**EXERCISES**
- 1) In the section on dynamic threshold adjustment, what effect does a smaller value of δ have on α?
- 2) Copy the section on dynamic threshold adjustment word for word from "where $\delta >1$" up to and including "increase in $t$.".

**PROVIDED PASSAGE**

====

2.6. Dynamic Adjustment Strategy of the Thresholds

During the early stages of training, the model’s performance is relatively poor, making it challenging to accurately determine similarity scores between nodes. In such cases, adopting a high global threshold may lead to the removal of some useful edges, causing instability in the training process. To address this, we establish a dynamic threshold ${\widehat{p}}_{ij}^l$, which steadily increases with the number of network iterations $t$, preventing the premature discard of useful edges during the early training phase, as shown below:

$$\alpha =-{\delta }^{-\left(t-1\right)}+1$$

(16)

$${\widehat{p}}_{ij}^l=\alpha p_{ij}^l$$

(17)

where $\delta >1$ is a constant. Figure 3 illustrates the curve of $\alpha$ for different values of $\delta$. It can be observed that a smaller value of $\delta$ leads to a smoother change in $\alpha$. Due to the adaptive adjustment of $p_{ij}^l$ based on $E_i^l$ and $E_j^l$, ${\widehat{p}}_{ij}^l$ will actually fluctuate and rise with the increase in $t$.

====

**EXTRACTED MATERIAL**
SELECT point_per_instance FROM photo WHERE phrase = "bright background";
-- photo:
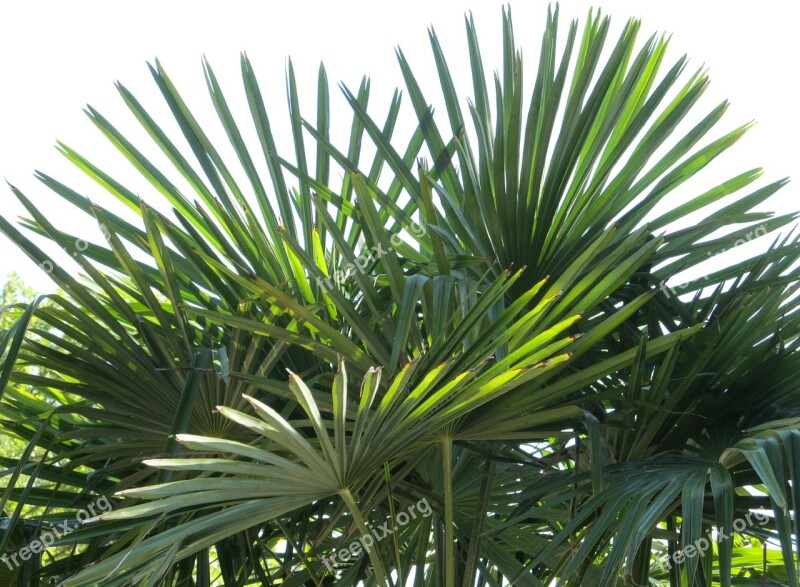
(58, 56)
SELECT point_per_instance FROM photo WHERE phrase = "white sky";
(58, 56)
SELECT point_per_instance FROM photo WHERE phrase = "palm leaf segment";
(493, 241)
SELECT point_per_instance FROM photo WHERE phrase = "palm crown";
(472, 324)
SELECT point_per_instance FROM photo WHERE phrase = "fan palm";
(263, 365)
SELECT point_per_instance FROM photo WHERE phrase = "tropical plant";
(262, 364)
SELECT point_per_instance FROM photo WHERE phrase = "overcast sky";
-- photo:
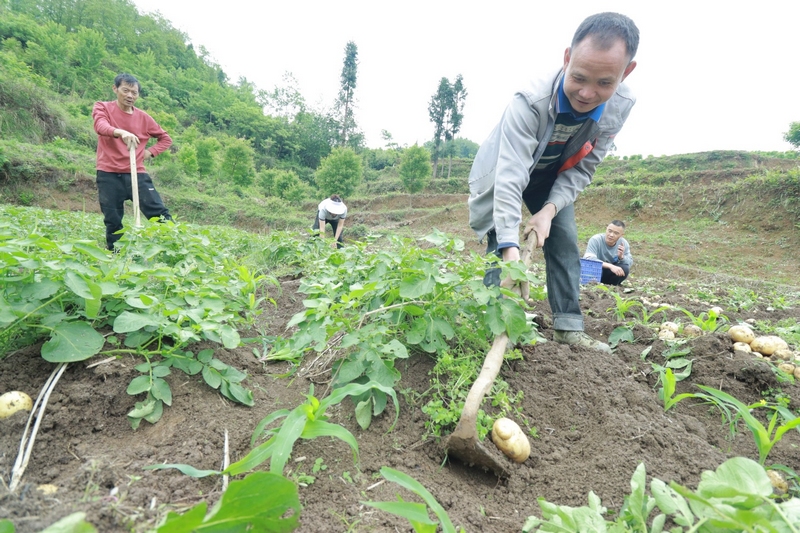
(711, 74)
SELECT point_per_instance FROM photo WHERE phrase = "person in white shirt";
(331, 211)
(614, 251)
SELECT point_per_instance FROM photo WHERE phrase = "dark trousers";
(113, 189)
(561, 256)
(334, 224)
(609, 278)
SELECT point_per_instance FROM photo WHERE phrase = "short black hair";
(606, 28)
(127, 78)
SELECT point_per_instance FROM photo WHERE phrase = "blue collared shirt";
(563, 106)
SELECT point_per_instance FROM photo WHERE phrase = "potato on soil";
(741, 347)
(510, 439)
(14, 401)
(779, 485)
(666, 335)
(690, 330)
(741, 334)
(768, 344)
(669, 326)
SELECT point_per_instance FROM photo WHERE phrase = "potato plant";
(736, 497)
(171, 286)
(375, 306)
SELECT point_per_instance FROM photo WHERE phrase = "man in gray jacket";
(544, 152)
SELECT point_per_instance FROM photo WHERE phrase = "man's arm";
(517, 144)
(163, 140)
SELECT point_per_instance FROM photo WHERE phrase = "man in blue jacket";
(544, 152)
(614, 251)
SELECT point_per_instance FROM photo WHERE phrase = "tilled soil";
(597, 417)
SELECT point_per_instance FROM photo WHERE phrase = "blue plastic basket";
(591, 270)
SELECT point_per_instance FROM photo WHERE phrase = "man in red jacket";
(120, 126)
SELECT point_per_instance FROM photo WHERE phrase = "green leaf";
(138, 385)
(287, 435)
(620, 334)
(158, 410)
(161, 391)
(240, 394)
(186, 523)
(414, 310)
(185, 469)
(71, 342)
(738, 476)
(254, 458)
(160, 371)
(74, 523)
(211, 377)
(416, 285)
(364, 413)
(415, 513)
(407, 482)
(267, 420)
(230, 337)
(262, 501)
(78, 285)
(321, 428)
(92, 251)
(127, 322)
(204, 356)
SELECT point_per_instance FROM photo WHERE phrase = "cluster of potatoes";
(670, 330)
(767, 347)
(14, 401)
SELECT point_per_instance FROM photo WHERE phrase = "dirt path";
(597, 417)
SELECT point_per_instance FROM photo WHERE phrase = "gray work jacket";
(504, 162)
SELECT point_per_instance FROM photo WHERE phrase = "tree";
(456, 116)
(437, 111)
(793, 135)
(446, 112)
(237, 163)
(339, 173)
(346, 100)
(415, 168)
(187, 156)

====

**RESULTS OF THE EXERCISE**
- 1) It leads to a smoother change in α.

- 2)
where $\delta >1$ is a constant. Figure 3 illustrates the curve of $\alpha$ for different values of $\delta$. It can be observed that a smaller value of $\delta$ leads to a smoother change in $\alpha$. Due to the adaptive adjustment of $p_{ij}^l$ based on $E_i^l$ and $E_j^l$, ${\widehat{p}}_{ij}^l$ will actually fluctuate and rise with the increase in $t$.